- [Material for this task]:

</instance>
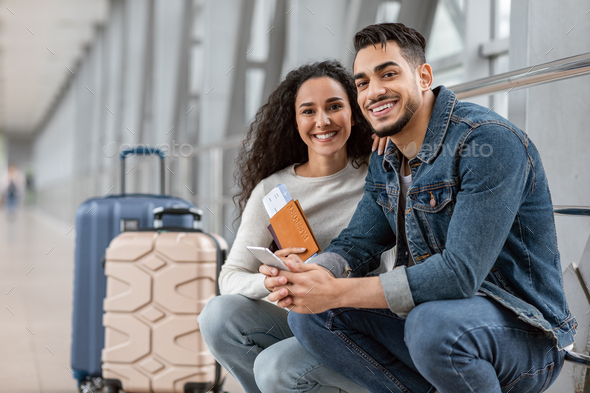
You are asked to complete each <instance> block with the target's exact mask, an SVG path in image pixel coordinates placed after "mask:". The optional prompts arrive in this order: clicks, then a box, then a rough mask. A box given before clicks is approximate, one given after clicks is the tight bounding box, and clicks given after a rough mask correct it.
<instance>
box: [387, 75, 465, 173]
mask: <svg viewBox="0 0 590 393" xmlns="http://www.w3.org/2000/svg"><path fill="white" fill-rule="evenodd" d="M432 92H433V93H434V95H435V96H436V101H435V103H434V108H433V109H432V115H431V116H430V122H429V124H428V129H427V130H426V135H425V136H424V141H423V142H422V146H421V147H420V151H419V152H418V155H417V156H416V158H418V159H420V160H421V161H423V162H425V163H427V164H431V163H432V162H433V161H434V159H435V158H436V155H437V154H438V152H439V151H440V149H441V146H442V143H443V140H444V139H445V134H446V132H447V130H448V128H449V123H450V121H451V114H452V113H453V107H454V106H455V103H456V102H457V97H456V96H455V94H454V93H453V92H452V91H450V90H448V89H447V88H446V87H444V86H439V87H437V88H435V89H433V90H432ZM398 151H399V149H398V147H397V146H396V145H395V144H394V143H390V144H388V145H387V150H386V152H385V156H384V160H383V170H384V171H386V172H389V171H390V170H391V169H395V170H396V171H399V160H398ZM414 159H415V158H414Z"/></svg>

* * *

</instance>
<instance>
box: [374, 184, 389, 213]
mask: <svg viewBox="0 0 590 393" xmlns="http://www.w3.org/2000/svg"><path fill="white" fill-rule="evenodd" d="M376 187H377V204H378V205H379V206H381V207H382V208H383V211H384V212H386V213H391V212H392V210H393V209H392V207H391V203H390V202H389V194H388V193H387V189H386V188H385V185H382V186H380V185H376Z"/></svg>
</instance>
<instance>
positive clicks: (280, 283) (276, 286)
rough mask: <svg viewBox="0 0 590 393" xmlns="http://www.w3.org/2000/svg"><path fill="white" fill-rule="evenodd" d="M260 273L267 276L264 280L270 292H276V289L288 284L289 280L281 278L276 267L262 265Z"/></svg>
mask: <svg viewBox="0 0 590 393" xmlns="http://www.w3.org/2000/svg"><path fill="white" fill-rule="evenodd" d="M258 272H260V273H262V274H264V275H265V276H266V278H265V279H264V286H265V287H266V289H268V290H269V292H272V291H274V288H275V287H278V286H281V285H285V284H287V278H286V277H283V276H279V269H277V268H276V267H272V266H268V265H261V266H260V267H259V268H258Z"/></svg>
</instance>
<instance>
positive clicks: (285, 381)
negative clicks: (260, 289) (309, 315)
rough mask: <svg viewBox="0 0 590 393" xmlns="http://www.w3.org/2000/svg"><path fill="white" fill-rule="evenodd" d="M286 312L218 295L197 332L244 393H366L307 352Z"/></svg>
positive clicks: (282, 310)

...

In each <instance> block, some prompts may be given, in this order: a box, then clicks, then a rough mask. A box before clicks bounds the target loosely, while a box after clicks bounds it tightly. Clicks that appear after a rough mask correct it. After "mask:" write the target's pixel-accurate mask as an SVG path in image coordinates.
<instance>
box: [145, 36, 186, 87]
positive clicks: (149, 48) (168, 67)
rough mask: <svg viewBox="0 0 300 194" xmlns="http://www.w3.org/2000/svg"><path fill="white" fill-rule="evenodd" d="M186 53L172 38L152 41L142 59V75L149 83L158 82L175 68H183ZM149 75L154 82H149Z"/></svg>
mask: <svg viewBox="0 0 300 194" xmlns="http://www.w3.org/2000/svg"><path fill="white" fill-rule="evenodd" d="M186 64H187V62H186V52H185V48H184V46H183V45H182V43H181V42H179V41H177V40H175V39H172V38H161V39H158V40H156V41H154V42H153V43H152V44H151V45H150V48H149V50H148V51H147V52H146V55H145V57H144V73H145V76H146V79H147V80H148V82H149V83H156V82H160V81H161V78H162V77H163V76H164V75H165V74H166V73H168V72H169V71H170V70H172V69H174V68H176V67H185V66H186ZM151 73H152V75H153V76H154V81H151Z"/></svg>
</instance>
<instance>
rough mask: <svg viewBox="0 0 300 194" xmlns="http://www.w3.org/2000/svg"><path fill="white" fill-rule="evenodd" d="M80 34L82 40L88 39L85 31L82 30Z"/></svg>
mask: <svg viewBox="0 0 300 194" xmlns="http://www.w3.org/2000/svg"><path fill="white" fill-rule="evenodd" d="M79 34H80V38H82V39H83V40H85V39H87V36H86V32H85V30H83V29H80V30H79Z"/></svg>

- [Problem description]:
Extract verbatim the lines running from the line containing "In each <instance>" through the line containing "positive clicks: (149, 48) (168, 67)", with both of those lines included.

- [Reply]:
In each <instance> block, some prompts may be given, in this order: a box, then clicks, then a rough mask. A box before clicks bounds the target loosely, while a box after clicks bounds it tightly. Clicks that appear after a rough mask correct it. After "mask:" write the target's pixel-accurate mask as an SVG path in image coordinates.
<instance>
box: [145, 36, 186, 87]
positive clicks: (149, 48) (168, 67)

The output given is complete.